MATERIAL
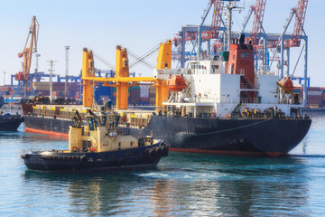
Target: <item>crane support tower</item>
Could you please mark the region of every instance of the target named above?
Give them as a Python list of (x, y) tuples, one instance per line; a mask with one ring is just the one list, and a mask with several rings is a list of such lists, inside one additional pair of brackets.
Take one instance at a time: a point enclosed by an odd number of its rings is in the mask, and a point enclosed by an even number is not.
[[(23, 57), (23, 70), (14, 75), (14, 79), (18, 81), (18, 87), (13, 94), (13, 98), (18, 92), (23, 90), (23, 98), (26, 99), (29, 95), (33, 93), (32, 86), (32, 78), (31, 78), (31, 63), (32, 54), (37, 52), (37, 41), (39, 33), (39, 23), (36, 16), (32, 19), (32, 24), (28, 31), (27, 40), (23, 52), (18, 53), (19, 58)], [(29, 46), (29, 47), (28, 47)], [(23, 89), (23, 90), (22, 90)]]

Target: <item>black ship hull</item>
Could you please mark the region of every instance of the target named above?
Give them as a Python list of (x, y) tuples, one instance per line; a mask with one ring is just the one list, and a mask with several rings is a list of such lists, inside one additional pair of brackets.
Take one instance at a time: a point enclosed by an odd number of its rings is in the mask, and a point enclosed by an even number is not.
[[(279, 156), (294, 148), (305, 137), (311, 124), (310, 118), (216, 119), (153, 116), (142, 131), (152, 132), (153, 137), (163, 139), (174, 151)], [(134, 130), (133, 134), (136, 132)]]
[(156, 144), (111, 152), (30, 152), (22, 155), (29, 169), (49, 171), (120, 171), (157, 165), (168, 155), (168, 146)]
[[(68, 135), (71, 121), (25, 117), (28, 131)], [(234, 155), (287, 154), (306, 136), (310, 118), (218, 119), (153, 116), (131, 135), (163, 139), (171, 151)]]
[(16, 131), (23, 121), (20, 115), (0, 116), (0, 131)]

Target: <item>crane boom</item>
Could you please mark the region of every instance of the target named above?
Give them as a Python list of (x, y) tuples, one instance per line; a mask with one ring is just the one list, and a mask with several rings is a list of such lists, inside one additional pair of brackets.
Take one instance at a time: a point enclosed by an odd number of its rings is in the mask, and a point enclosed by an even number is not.
[(295, 9), (296, 17), (294, 21), (294, 29), (292, 34), (292, 45), (295, 47), (300, 46), (301, 36), (306, 16), (308, 0), (299, 0), (298, 6)]
[(211, 22), (211, 33), (212, 38), (217, 39), (218, 37), (218, 33), (221, 24), (221, 13), (223, 8), (224, 2), (221, 0), (215, 0), (214, 1), (214, 7), (213, 7), (213, 16)]
[(262, 30), (262, 24), (264, 14), (265, 10), (266, 0), (256, 0), (256, 5), (253, 6), (254, 9), (254, 22), (252, 29), (253, 44), (258, 44), (259, 36)]

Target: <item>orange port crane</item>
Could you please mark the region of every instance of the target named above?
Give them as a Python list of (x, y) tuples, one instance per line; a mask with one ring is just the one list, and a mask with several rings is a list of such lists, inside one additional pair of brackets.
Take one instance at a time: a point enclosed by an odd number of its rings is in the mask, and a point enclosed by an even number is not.
[[(157, 69), (171, 69), (172, 65), (172, 41), (161, 43), (157, 58)], [(95, 77), (94, 56), (92, 51), (87, 48), (83, 50), (82, 60), (82, 80), (83, 80), (83, 106), (91, 107), (94, 100), (93, 90), (95, 82), (104, 82), (104, 86), (116, 88), (116, 109), (127, 109), (128, 88), (137, 86), (139, 82), (155, 83), (156, 106), (162, 107), (162, 101), (168, 99), (169, 90), (166, 80), (153, 77), (129, 77), (129, 66), (127, 51), (125, 48), (116, 46), (116, 77), (102, 78)]]
[[(33, 16), (32, 19), (32, 24), (28, 32), (27, 40), (23, 47), (23, 52), (18, 53), (18, 57), (23, 57), (23, 71), (19, 71), (14, 75), (14, 79), (18, 80), (18, 90), (21, 86), (23, 87), (23, 97), (26, 98), (26, 92), (29, 89), (32, 89), (31, 85), (31, 63), (32, 63), (32, 54), (37, 52), (37, 41), (39, 33), (39, 23), (36, 19), (36, 16)], [(28, 47), (29, 45), (29, 47)]]
[(259, 42), (259, 38), (263, 28), (262, 24), (265, 10), (265, 4), (266, 0), (257, 0), (256, 5), (252, 6), (255, 12), (252, 29), (252, 41), (254, 45), (256, 45)]
[(289, 41), (288, 47), (299, 47), (301, 43), (303, 24), (306, 16), (308, 0), (299, 0), (298, 6), (294, 8), (295, 21), (292, 39)]

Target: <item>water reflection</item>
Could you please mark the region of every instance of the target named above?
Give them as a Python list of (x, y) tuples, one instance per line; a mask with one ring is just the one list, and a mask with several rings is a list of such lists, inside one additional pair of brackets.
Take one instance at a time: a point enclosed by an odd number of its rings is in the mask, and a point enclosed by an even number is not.
[[(187, 162), (184, 164), (184, 162)], [(156, 170), (55, 174), (27, 170), (26, 185), (64, 194), (70, 214), (306, 215), (308, 169), (297, 157), (171, 154)], [(51, 188), (49, 188), (51, 186)]]

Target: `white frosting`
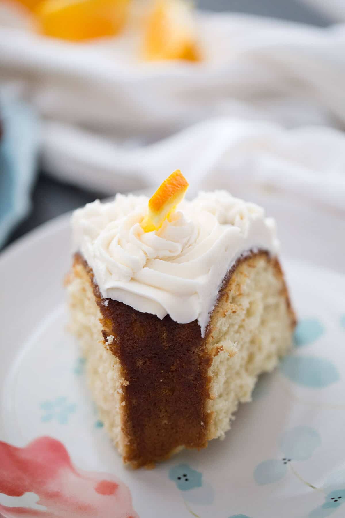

SHORT EXERCISE
Copy every row above word for word, leaving out the pictures.

PROBLEM SOLUTION
Target: <item>crane support tower</item>
Could you please mark the region of every instance of the target named above?
Give them as a Python list of (x, y) tuples, one instance per line; a mask with one ring is just the one list, and a mask with several rings is a list of such lists, inside one additional pair of brackets.
Take one instance at a time: a point enclosed by an odd number of its rings is in the mask, and a point enclosed by an even number is not.
[[(23, 57), (23, 70), (14, 75), (14, 79), (18, 81), (18, 87), (13, 94), (13, 98), (18, 92), (23, 90), (23, 98), (26, 99), (29, 95), (33, 93), (32, 86), (32, 78), (31, 78), (31, 63), (32, 54), (37, 52), (37, 41), (39, 33), (39, 23), (36, 16), (32, 19), (32, 24), (28, 31), (27, 40), (23, 52), (18, 53), (19, 58)], [(29, 46), (29, 47), (28, 47)], [(23, 89), (23, 90), (22, 90)]]

Target: <item>black ship hull</item>
Could you please mark the region of every instance of the target named above?
Give them as a Python list of (x, y) tuples, one instance per line; a mask with one ring is just the one list, and a mask with several rings is a list of such lists, inside one additional pair of brackets.
Take one instance at a time: a point enclosed by an odd number of its rings is in the mask, and a point enclosed by an even number is not.
[[(279, 156), (294, 148), (305, 137), (311, 124), (310, 118), (216, 119), (153, 116), (142, 131), (152, 132), (153, 137), (163, 139), (174, 151)], [(134, 130), (133, 134), (136, 132)]]
[(156, 144), (111, 152), (30, 152), (22, 155), (29, 169), (49, 171), (120, 171), (157, 165), (168, 155), (168, 146)]
[[(68, 135), (71, 121), (25, 117), (28, 131)], [(234, 155), (287, 154), (306, 136), (310, 118), (218, 119), (153, 116), (131, 135), (163, 139), (171, 151)]]
[(16, 131), (23, 121), (20, 115), (0, 116), (0, 131)]

Target: <item>crane boom</item>
Could you please mark the region of every instance of the target named above?
Give them as a Python list of (x, y) tuples, one instance per line; a mask with one ring is just the one list, and a mask with several rings is a list of such lists, inside one additional pair of brackets.
Take one instance at a time: a point enclosed by an odd number of its rings is in the mask, and a point enclosed by an even number is not.
[(295, 9), (296, 17), (294, 21), (294, 29), (292, 34), (292, 45), (295, 47), (300, 46), (301, 36), (306, 16), (308, 0), (299, 0), (298, 6)]
[(211, 22), (211, 33), (212, 38), (217, 39), (218, 37), (218, 33), (221, 24), (221, 13), (223, 8), (224, 2), (221, 0), (215, 0), (214, 1), (214, 7), (213, 7), (213, 16)]
[(262, 30), (262, 24), (264, 14), (265, 10), (266, 0), (256, 0), (256, 5), (253, 6), (254, 9), (254, 22), (252, 29), (253, 44), (258, 44), (259, 36)]

Target: <item>orange port crane</item>
Could you please mark the region of every instance of the target named above?
Give them as a Python list of (x, y) tuples, one instance per line; a mask with one ring is just the one list, and a mask with several rings is a list of such lists, inside one additional pair of brackets.
Take one instance at a time: a point enclosed by an odd number of its rings is in the mask, and a point enclosed by an even number is not.
[[(157, 69), (171, 69), (172, 65), (172, 41), (161, 43), (157, 58)], [(95, 77), (94, 56), (92, 51), (87, 48), (83, 50), (82, 60), (82, 80), (83, 80), (83, 106), (91, 107), (94, 100), (93, 90), (95, 82), (104, 82), (104, 86), (116, 88), (116, 109), (127, 109), (128, 88), (137, 86), (139, 82), (155, 83), (156, 106), (162, 107), (162, 101), (168, 99), (169, 90), (166, 80), (153, 77), (129, 77), (129, 66), (127, 51), (125, 48), (116, 46), (116, 77), (102, 78)]]
[[(33, 16), (32, 19), (32, 24), (28, 32), (27, 40), (23, 47), (23, 52), (18, 53), (18, 57), (23, 57), (23, 71), (19, 71), (14, 75), (14, 79), (18, 80), (18, 90), (21, 86), (23, 87), (23, 97), (26, 98), (26, 92), (29, 89), (32, 89), (31, 85), (31, 63), (32, 63), (32, 54), (37, 52), (37, 41), (39, 33), (39, 23), (36, 19), (36, 16)], [(28, 47), (29, 45), (29, 47)]]
[(259, 42), (259, 38), (263, 28), (262, 24), (265, 10), (265, 4), (266, 0), (257, 0), (256, 5), (252, 6), (255, 12), (252, 29), (252, 41), (254, 45), (256, 45)]
[(289, 41), (288, 47), (299, 47), (301, 43), (303, 24), (306, 16), (308, 0), (299, 0), (298, 6), (294, 8), (295, 21), (292, 39)]

Target: <item>water reflection</item>
Could you please mark the region of every instance of the target named above?
Give them as a Python list of (x, y) tuples, one instance per line; a mask with one ring is just the one list, and a mask with several rings is a list of such lists, inside one additional pair of brackets.
Take one instance at a time: a point enclosed by an odd number of its rings is in the mask, and a point enclosed by an even number is not.
[[(187, 162), (184, 164), (184, 162)], [(156, 170), (55, 174), (27, 170), (26, 185), (64, 194), (70, 214), (306, 215), (308, 169), (297, 157), (171, 154)], [(51, 188), (49, 188), (51, 186)]]

Target: `white frosting`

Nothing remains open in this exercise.